::: Material to process

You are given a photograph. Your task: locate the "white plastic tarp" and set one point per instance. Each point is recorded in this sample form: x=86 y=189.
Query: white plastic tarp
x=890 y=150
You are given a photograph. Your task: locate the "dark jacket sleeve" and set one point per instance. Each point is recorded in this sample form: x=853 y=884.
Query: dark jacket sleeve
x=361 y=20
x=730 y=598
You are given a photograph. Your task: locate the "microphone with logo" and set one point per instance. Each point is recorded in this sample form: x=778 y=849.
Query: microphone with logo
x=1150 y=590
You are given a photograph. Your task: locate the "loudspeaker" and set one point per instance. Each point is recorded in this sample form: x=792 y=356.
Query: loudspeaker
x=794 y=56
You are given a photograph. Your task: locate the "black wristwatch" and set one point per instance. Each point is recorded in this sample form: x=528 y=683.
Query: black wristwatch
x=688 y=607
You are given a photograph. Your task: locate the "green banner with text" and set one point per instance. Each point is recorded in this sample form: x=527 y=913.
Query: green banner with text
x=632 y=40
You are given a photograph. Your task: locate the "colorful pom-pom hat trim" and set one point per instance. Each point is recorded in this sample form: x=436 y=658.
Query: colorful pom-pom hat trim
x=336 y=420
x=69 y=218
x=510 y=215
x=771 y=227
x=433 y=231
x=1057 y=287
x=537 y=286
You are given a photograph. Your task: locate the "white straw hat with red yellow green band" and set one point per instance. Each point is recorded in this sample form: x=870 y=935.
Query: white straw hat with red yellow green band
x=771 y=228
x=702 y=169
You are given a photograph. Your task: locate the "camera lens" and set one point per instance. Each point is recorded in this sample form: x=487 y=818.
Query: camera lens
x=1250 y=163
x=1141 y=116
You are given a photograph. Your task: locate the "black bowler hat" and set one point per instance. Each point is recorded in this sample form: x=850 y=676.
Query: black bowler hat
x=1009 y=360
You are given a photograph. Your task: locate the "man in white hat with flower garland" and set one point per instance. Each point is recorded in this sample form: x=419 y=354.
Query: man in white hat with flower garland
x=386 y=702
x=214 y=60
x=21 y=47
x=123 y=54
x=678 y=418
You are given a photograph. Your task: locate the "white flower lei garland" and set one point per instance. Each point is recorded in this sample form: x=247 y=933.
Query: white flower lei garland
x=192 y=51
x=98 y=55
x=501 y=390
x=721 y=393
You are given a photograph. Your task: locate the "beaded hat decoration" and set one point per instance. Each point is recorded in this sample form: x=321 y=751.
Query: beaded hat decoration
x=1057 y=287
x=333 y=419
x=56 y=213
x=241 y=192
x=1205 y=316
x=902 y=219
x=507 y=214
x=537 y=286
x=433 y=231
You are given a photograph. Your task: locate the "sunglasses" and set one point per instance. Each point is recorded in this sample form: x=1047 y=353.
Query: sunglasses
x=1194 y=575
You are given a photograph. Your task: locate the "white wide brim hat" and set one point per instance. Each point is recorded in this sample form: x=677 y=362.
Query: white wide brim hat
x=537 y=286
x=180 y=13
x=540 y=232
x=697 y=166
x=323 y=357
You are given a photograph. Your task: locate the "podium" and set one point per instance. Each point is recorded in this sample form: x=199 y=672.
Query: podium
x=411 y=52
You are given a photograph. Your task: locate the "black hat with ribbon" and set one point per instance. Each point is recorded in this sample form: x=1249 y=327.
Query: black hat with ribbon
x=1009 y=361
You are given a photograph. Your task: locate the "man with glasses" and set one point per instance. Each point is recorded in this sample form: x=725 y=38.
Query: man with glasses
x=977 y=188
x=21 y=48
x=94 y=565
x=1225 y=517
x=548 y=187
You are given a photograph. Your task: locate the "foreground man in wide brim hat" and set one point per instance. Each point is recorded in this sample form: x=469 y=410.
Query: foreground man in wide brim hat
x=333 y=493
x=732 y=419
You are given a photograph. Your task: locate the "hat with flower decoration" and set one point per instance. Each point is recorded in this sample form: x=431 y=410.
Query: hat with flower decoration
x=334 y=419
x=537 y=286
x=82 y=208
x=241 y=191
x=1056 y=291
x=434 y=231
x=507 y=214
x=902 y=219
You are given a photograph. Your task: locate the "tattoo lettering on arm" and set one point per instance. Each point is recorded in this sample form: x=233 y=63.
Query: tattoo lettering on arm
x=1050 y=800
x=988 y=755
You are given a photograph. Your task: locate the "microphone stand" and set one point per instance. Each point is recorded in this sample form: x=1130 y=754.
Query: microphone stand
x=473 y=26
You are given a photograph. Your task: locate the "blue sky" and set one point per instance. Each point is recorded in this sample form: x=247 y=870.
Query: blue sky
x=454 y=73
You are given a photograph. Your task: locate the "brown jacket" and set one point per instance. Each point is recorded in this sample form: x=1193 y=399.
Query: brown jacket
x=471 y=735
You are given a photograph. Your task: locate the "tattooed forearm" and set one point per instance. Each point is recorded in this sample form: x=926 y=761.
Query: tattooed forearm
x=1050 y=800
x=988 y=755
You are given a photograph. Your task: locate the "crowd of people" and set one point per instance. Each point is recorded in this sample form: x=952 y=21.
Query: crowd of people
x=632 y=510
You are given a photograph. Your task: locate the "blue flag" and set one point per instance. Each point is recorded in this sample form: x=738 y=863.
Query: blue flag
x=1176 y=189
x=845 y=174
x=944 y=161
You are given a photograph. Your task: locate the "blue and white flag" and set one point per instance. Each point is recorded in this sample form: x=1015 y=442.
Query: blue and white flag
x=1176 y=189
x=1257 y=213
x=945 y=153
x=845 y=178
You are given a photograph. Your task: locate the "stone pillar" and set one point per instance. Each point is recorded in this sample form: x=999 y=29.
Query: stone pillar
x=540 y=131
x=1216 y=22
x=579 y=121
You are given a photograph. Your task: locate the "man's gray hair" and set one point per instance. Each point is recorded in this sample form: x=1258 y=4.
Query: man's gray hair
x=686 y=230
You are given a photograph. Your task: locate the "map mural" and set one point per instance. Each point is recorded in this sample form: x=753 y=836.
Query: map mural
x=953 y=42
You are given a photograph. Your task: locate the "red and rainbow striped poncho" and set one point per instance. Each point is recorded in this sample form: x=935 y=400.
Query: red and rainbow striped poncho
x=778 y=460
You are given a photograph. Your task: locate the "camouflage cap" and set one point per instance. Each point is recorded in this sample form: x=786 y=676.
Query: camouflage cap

::::::

Reproduce all of the records above word for word, line by line, with nothing changed.

You are given a photograph. Your task: locate the "white plastic tarp" and set one point per instance. Each point is recorded in this sample form: x=86 y=189.
Query: white plastic tarp
x=890 y=150
You are given a photograph. Your task: locate the "dark jacket sleeve" and set one point per instance. Each point is recorded in this sample form: x=853 y=884.
Query: dark jacket sleeve
x=361 y=20
x=730 y=598
You are given a photograph. Your task: locate the "microphone with logo" and set one point per instance. Each point is recorded in this sample form: x=778 y=849.
Query: microphone with logo
x=1150 y=590
You are given a photograph. Your task: locate the "loudspeaker" and set one point per instance. Each point is recorded in this sample form: x=792 y=356.
Query: loudspeaker
x=794 y=56
You are given a photograph. Your task: locate the "black wristwatch" and set one point per instance. Each point is recorded in this sample form: x=528 y=683.
Query: black wristwatch
x=688 y=607
You are given a photograph. Your task: locate the "green banner with text" and set one point per instance. Each point is recorded in this sample form: x=527 y=913.
Query: green banner with text
x=632 y=40
You are given a photograph. Your task: locate the "colorful pom-pom hat trim" and set one point per instance. Each point is recorded in this sample form: x=436 y=658.
Query: colorful pom-pom hat trim
x=336 y=420
x=69 y=218
x=510 y=215
x=771 y=227
x=433 y=231
x=1057 y=287
x=537 y=286
You are given a photograph. Your task: locate the "white straw hat with red yellow green band" and set one point per instance. Each point is recorded in this sample form: x=870 y=935.
Query: white straw hat with red yellow green band
x=771 y=228
x=702 y=169
You are given a photograph. Your task: locate the "camera lens" and set one point per instance. Each point is recorded in this sample form: x=487 y=818.
Query: camera lens
x=1250 y=163
x=1141 y=116
You are given a photograph. Your task: locate the "black bowler hat" and set one point per instance. Each point is recorded in this sample form: x=850 y=676.
Query: black bowler hat
x=1009 y=360
You are given a photograph. Your task: locate the "man in white hat with flower garland" and set one point per instance. Each point is recorded in this sample form: x=419 y=354.
Query: man in white hat with flower garland
x=386 y=702
x=214 y=60
x=21 y=47
x=123 y=54
x=678 y=418
You are given a photograph. Your task: locate the "white flower lei garland" and set one point per instance. Each point is recorded in this sample form: x=247 y=933.
Query: white flower lei garland
x=192 y=51
x=98 y=55
x=501 y=390
x=721 y=393
You are given a photograph. Your task: locate the "beaded hat decoration" and set one point per instance. Each point is recorded in this sample form: x=321 y=751.
Query: beaded hat decoration
x=1057 y=287
x=333 y=419
x=56 y=213
x=241 y=192
x=1205 y=316
x=902 y=219
x=507 y=214
x=537 y=286
x=433 y=231
You are given a photograph. Your task: locate the "sunglasses" and set one point per instance. Each point is recorded in this sample form: x=1047 y=353.
Query: sunglasses
x=1194 y=575
You are given a photograph. Your task: locate the "white wide brim hat" and set one point per instance. Each point is recorded in this sample form: x=677 y=362.
Query: white wide brim hat
x=537 y=286
x=180 y=13
x=540 y=232
x=697 y=166
x=323 y=357
You are given a photograph. Your task: locate the "podium" and set one point per instance. Each point is recorded in this sample form: x=199 y=672.
Query: podium
x=411 y=52
You are given a photograph. Your task: locate the "black hat with ribbon" and set one point per instance. Each point is recorded in this sample form: x=1249 y=327.
Query: black hat with ribbon
x=1009 y=361
You are given a photograph. Your task: locate the "man with glasses" and set one point per instance. Each point is recorded in this sample form: x=725 y=38.
Query: man with glasses
x=977 y=188
x=21 y=48
x=94 y=565
x=1225 y=517
x=548 y=187
You are given a photograph. Your task: locate the "foreground man in wide brim hat" and set one point per instance. Each point is recorded in this sample form: x=469 y=410.
Query: foreground man in wide brim hat
x=333 y=493
x=732 y=419
You are given a photograph. Your task: locate the "hat with flower decoration" and set one point per instance. Each point is recorded in this sample form: x=431 y=410.
Query: hat with flower decoration
x=334 y=419
x=537 y=286
x=82 y=208
x=241 y=191
x=1056 y=291
x=434 y=231
x=507 y=214
x=902 y=219
You are given a photograph. Your task: locate the "tattoo lettering on arm" and set one point per instance. Each point is recorded in this sample form: x=233 y=63.
Query: tattoo lettering on arm
x=1050 y=800
x=988 y=755
You are given a photograph. Your task: locate the "microphone stand" and set one point per instance. Each point is recorded in this sample form: x=1130 y=754.
Query: microphone stand
x=473 y=26
You are given a photograph. Your task: locate the "blue sky" and set one point per instance. Each point is recorded in this sample form: x=247 y=870.
Query: blue sky
x=454 y=73
You are given a photograph. Your task: locate the "brown jacket" and set one point per instance. Each point is recorded in this sample form: x=1193 y=399.
Query: brown jacket
x=471 y=735
You are given a photograph. Your task: locate the "tattooed forearm" and set one point per instance. Each point is recorded in this sample form: x=926 y=761.
Query: tattooed forearm
x=1050 y=800
x=988 y=755
You are given a photograph. Your task: locate the "crowd of people" and set one point per instance. Each point is recorded in this sample form: x=952 y=21.
Query: crowd of people
x=632 y=510
You are given a photograph. Your task: locate the "blue flag" and set one point per instance. Each point is recorded in this sample form: x=738 y=863.
Query: blue flag
x=1176 y=189
x=845 y=174
x=944 y=161
You are given a photograph. Your task: locate the "blue and white flag" and set one point per instance. Each point is recorded in this sample form: x=1015 y=442.
Query: blue and white flag
x=1176 y=189
x=1257 y=213
x=945 y=153
x=845 y=178
You are given a photograph. Your task: locate the "stone pillar" and set one point per instance. Each point is recorded in this sample form: x=999 y=29.
Query: stone pillar
x=540 y=131
x=1216 y=22
x=579 y=121
You are given a photograph. Your task: locate the "man's gray hair" and set one point per instance. Each point is recorded in this sample form: x=1258 y=4.
Query: man's gray hair
x=686 y=230
You are given a photograph. Your task: locate the "map mural" and set one point per instance. Each point is recorded in this sample form: x=753 y=836.
Query: map mural
x=953 y=42
You are given a photograph. Your task: locate the "red and rainbow striped poncho" and set one point per instance. Each point is recorded in this sample form: x=935 y=400.
Query: red and rainbow striped poncho
x=778 y=460
You are given a photograph. Your task: locate the "camouflage cap" and set one point per instance. Each point is recorded in this sample form: x=786 y=676.
Query: camouflage cap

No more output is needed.